[Given request]
Reproduce the lines below with "even-odd rule" swapped for "nonzero winding rule" wherever it occurs, leaving everything else unchanged.

◇ ◇ ◇ ◇

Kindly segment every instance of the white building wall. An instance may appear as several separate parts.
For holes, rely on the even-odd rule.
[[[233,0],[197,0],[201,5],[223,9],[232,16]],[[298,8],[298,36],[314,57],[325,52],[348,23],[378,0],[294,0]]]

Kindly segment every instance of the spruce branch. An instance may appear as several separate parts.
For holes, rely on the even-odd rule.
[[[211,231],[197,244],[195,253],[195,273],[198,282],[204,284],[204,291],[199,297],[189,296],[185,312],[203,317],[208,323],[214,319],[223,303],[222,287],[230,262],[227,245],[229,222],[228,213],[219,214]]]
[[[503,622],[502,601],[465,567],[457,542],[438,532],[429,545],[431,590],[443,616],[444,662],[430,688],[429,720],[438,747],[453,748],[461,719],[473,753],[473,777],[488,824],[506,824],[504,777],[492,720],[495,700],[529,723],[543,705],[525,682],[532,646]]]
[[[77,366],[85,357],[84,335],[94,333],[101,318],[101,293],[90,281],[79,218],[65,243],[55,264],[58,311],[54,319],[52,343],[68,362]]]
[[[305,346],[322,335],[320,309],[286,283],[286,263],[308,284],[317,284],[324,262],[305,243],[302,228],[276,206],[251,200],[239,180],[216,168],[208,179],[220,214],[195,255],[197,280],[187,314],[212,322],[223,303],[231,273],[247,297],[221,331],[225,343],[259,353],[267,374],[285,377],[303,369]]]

◇ ◇ ◇ ◇

[Exercise output]
Kindly segment every instance of the white building wall. An instance may appear as several separate parts.
For holes, rely on the nonzero winding rule.
[[[233,0],[197,0],[201,5],[223,9],[232,16]],[[298,8],[298,36],[314,57],[325,52],[348,23],[378,0],[294,0]]]

Kindly segment every instance of the spruce branch. An instance may appear as several separate parts.
For holes, rely on the nonzero winding rule.
[[[211,231],[197,244],[195,253],[195,273],[198,282],[204,284],[204,291],[199,297],[189,296],[185,312],[203,317],[208,323],[214,319],[223,303],[222,287],[230,262],[227,245],[229,222],[228,213],[219,214]]]
[[[503,622],[502,601],[465,567],[457,542],[438,532],[429,545],[431,590],[443,616],[444,662],[430,688],[429,720],[438,747],[453,748],[461,719],[473,753],[473,777],[488,824],[506,824],[504,777],[492,720],[495,700],[529,723],[543,705],[525,682],[532,646]]]
[[[77,366],[85,357],[84,335],[94,333],[101,318],[101,293],[90,281],[79,218],[65,243],[55,264],[58,311],[54,319],[52,343],[68,362]]]
[[[305,346],[322,335],[320,309],[286,283],[286,263],[308,284],[317,284],[324,262],[305,243],[302,228],[276,206],[251,200],[239,180],[216,168],[208,179],[220,214],[195,255],[197,280],[187,314],[212,322],[223,303],[231,273],[247,297],[221,331],[225,343],[259,353],[267,374],[285,377],[303,369]]]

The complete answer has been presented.